[Excerpts from location labeling data]
──────

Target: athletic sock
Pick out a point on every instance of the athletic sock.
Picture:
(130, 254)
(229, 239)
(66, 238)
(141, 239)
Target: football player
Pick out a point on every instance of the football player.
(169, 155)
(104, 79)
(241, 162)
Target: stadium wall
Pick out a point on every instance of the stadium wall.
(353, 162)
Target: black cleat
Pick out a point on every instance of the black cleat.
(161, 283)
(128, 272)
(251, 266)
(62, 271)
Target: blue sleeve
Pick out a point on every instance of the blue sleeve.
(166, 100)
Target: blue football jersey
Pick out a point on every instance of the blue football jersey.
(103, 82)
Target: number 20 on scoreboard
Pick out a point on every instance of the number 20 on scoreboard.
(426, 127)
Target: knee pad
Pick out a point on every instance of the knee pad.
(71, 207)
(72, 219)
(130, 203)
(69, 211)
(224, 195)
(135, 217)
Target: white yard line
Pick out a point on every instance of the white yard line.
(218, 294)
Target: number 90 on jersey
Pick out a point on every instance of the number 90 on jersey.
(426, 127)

──────

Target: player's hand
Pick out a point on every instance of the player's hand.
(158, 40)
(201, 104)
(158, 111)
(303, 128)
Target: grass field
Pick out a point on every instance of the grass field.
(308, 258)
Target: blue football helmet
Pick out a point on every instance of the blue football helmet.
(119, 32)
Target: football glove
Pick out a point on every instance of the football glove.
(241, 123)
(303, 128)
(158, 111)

──────

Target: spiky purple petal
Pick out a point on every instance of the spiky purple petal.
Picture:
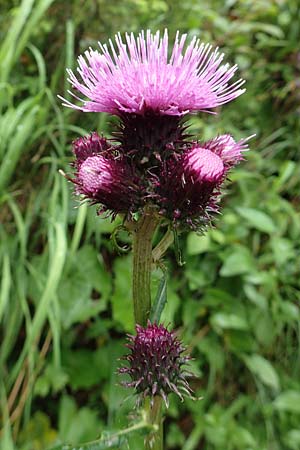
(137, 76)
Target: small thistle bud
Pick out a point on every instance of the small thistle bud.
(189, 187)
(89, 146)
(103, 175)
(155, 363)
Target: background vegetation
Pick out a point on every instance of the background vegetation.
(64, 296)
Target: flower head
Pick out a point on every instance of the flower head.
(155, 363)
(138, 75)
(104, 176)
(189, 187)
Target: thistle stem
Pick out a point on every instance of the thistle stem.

──────

**SHORT EXERCISE**
Reproduce word for word the lines of the listing from the one containing "Target: flower head" through the one containing "Pick out a point on every instance of the thistle", including both of those lines.

**RESULT OF THE EXERCISE**
Target: flower head
Pick out a point on every instance of the flower head.
(155, 363)
(138, 75)
(104, 176)
(189, 187)
Target: thistle stem
Pick out a point on every instance of the thistle stem.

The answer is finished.